▶ _Data lines_:

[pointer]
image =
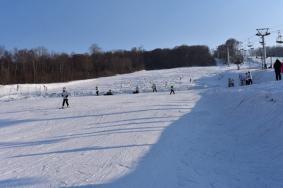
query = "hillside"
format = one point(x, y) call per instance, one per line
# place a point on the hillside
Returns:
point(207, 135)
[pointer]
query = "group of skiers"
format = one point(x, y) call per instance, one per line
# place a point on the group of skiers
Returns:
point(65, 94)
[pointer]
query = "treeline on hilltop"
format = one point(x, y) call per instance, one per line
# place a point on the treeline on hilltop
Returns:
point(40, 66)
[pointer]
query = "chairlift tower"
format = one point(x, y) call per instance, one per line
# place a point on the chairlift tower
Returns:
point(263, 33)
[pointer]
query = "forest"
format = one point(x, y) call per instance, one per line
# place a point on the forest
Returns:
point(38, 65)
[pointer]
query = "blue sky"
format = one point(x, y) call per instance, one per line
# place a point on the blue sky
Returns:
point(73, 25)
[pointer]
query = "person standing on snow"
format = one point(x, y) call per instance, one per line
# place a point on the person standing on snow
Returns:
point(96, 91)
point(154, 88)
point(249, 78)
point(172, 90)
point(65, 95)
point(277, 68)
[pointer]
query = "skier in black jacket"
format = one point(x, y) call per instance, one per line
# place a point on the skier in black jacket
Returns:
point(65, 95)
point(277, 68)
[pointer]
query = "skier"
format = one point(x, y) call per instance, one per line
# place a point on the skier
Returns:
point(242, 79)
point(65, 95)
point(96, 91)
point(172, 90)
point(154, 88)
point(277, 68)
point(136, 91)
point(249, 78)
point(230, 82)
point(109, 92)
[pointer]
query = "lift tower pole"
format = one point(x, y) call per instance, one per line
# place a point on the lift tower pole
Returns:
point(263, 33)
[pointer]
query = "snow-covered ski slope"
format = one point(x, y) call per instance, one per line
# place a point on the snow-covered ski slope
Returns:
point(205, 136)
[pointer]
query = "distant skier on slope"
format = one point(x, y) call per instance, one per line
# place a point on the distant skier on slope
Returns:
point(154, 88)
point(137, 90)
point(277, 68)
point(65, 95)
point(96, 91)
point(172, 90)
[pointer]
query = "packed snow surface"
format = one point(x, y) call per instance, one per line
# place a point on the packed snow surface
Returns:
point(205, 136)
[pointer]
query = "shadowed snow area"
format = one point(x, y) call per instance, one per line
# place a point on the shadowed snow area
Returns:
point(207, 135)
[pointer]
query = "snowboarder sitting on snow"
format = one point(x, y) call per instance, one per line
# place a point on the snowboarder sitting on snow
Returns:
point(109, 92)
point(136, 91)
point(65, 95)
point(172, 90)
...
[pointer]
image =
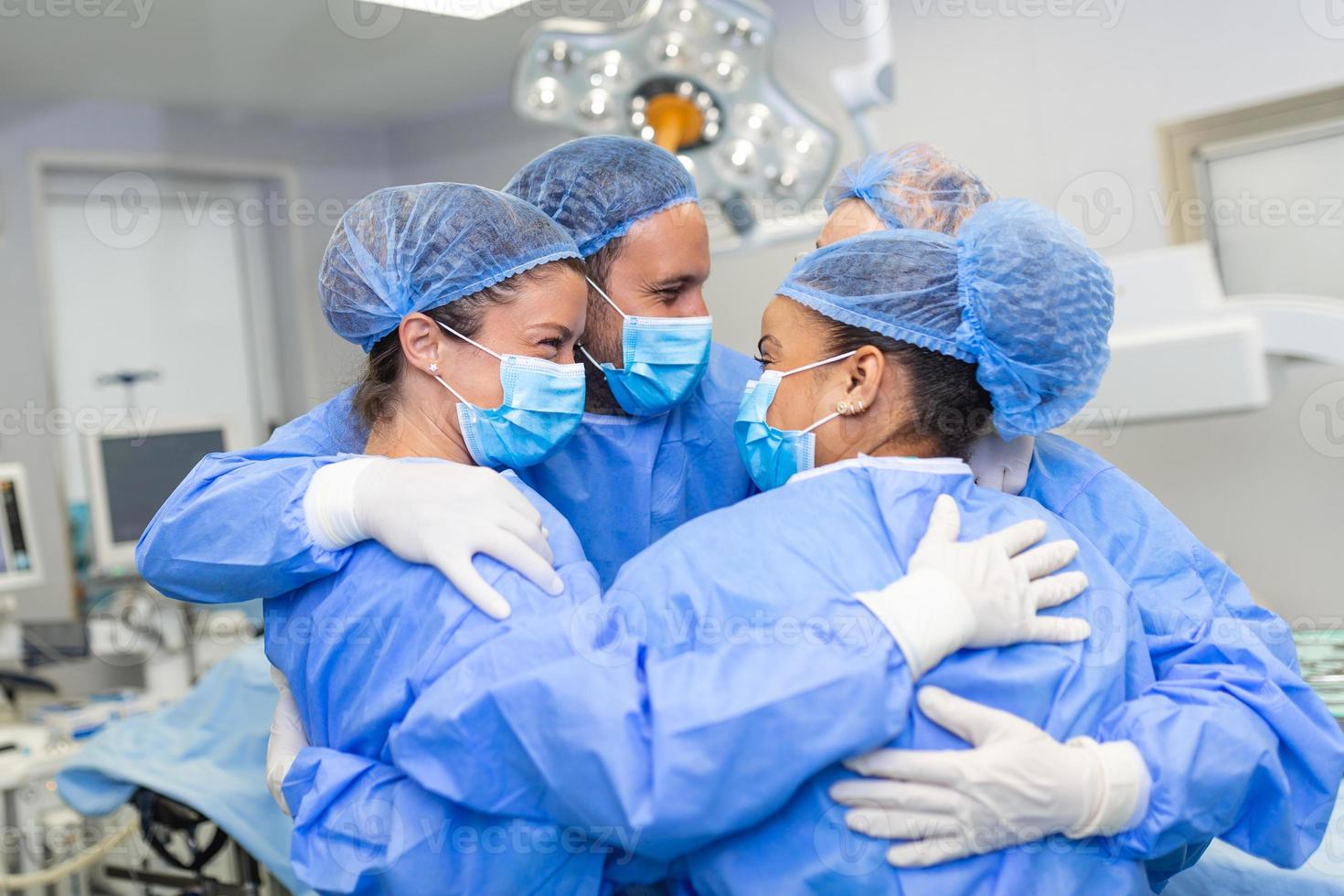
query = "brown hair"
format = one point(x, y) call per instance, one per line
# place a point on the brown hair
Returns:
---
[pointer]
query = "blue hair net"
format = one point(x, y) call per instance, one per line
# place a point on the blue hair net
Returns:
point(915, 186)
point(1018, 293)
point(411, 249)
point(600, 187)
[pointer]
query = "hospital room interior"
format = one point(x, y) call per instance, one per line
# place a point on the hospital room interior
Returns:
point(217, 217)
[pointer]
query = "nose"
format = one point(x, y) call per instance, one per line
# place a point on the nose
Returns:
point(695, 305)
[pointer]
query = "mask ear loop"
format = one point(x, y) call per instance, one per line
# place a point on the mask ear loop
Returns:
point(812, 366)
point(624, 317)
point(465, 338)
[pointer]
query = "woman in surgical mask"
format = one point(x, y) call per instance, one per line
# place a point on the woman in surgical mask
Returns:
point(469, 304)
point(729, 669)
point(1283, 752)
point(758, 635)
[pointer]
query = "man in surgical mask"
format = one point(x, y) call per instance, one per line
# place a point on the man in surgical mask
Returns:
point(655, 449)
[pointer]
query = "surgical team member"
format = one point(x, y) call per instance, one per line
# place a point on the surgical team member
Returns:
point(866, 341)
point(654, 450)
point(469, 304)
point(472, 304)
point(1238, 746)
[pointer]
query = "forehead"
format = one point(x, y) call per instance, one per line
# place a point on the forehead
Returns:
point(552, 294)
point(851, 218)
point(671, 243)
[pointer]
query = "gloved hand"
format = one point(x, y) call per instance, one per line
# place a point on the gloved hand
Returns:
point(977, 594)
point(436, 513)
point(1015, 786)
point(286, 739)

▶ _What to do_: Find every line in the rows above that contains the word "jacket". Copy each of those lines in full.

▶ _Answer to the task_:
query = "skier in black jacket"
# place a point on the skier in black jacket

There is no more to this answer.